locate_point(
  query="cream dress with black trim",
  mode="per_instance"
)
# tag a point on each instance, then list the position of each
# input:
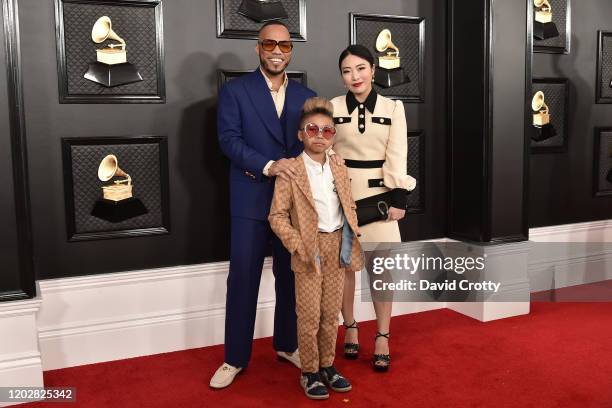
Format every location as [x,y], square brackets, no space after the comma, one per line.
[372,138]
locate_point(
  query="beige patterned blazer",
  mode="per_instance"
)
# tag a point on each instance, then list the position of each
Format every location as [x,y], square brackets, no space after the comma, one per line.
[293,217]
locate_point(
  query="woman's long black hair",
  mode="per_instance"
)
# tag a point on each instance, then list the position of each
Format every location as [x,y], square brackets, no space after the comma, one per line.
[357,50]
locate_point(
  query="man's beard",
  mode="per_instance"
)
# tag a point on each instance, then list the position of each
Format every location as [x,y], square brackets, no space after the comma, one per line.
[271,68]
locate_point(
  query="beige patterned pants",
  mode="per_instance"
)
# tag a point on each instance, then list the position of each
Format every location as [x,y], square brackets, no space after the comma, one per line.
[318,301]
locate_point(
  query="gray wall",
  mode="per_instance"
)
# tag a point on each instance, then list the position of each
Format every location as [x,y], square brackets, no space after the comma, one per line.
[9,278]
[561,189]
[198,171]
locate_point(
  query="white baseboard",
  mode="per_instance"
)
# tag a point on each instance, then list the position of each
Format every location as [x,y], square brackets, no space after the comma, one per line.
[20,357]
[568,255]
[92,319]
[108,317]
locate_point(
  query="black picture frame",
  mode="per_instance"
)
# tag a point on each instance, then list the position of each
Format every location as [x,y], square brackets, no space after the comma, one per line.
[599,167]
[417,93]
[149,91]
[604,67]
[73,232]
[225,75]
[248,30]
[563,25]
[560,90]
[417,206]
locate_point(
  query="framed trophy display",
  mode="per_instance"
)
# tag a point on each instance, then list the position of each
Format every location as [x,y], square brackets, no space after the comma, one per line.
[552,26]
[604,67]
[550,113]
[416,168]
[243,18]
[602,160]
[110,51]
[115,186]
[398,46]
[224,75]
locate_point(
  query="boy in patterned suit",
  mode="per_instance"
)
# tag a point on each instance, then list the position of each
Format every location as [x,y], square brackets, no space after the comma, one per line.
[314,216]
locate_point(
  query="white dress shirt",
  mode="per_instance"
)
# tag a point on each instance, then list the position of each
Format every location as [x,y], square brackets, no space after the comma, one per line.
[324,193]
[278,96]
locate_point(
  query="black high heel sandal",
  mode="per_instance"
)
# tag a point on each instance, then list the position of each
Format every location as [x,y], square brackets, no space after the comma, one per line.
[351,350]
[381,362]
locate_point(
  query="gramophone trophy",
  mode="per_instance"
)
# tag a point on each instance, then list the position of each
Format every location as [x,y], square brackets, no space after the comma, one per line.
[262,10]
[111,68]
[389,71]
[117,203]
[544,27]
[541,119]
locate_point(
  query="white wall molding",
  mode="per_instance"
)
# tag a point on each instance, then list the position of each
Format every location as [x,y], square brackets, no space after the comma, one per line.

══════════

What is expected -> Using the data above, write out every line exactly, leaving the images behind.

Right answer ->
locate_point(
  query="cream dress with black trim",
  mode="per_instance"
)
# tag a point on each instance, then list the position of each
# input:
Format every location as [x,y], square brackets, no space after the comma, one per line.
[372,138]
locate_point(
  query="beige patterned blazer",
  mode="per_instance"
)
# tag a point on each instance, then list the position of each
Format every location as [x,y], square brackets, no space after the comma, one per line.
[293,217]
locate_point(
  query="woman's long black hair",
  mode="per_instance"
)
# tag a point on each instance, then list the position of each
Format every location as [x,y], square brackets, no space after the comma, one per line.
[357,50]
locate_point(
  query="man's beard",
  mode="per_instance"
)
# tag a point on each instance, then list the position of each
Format every location as [x,y], square brackets, no space after the comma, one per line.
[271,68]
locate_point(
  query="beige patterned pants",
  mode="per_instance"
)
# tag a point on each instance, then list the position of each
Format every location as [x,y], square brackets, no space after the comma, one per line.
[318,301]
locate_point(
  query="gray wall",
  mode="per_instance"
)
# tag a point on each instance, then list the position of each
Format every location as [x,y], square brackets, no space after the comma, one per line.
[9,278]
[561,189]
[198,171]
locate_point(
  query="white baseboard",
  mode="per_instance"
)
# tag a point on each instance, then list the position of each
Format every location as [x,y], square brackets, no space after the comma, one per line.
[20,357]
[568,255]
[92,319]
[108,317]
locate_point(
  query="black picture frame",
  mode="per_instance"
)
# tag a point on each instance, then list the position of each
Format every location as [x,y], square brackets, no space after the comma, one per line.
[599,167]
[417,93]
[149,91]
[604,67]
[73,232]
[225,75]
[248,30]
[563,25]
[560,90]
[417,206]
locate_point(
  query="framed trophy display",
  mode="per_instance"
)
# tag a point on each instance, then list the position of each
Format every location as [x,y], square brackets, no space after the comma, one per line.
[552,26]
[604,67]
[550,113]
[416,168]
[243,18]
[602,160]
[110,51]
[115,186]
[398,46]
[224,75]
locate_point(
  query="boy in patterned suit",
  mode="per_instance"
)
# tag a point on each instance, then list the position of each
Format every location as [x,y], square brackets, no space after the comma, one per line.
[314,216]
locate_point(
  query="white dress shirt",
  mode="per_instance"
)
# tag a point on each instance, then list the position of each
Format every location as [x,y], square brackets, no space after the comma, one per line.
[324,193]
[278,96]
locate_point(
  query="black high heel sandal",
  mode="per_instance"
)
# tag a point on each instance, then list the position of each
Format every location as [x,y], square brackets, no space after the comma, one per line.
[351,350]
[381,362]
locate_point(
  query="gramophone trophy",
  mode="per_instance"
)
# tag a point on each instance, then list the position of each
Format every location as [x,y], square brackets, no space after the comma, one per line.
[262,10]
[111,68]
[389,71]
[117,203]
[544,27]
[541,119]
locate_point(
  query="white wall molding",
  mode="per_instance"
)
# tag a point on each instance, then list the position of each
Format every location as [x,y], square brackets, no space after the comma, one per line.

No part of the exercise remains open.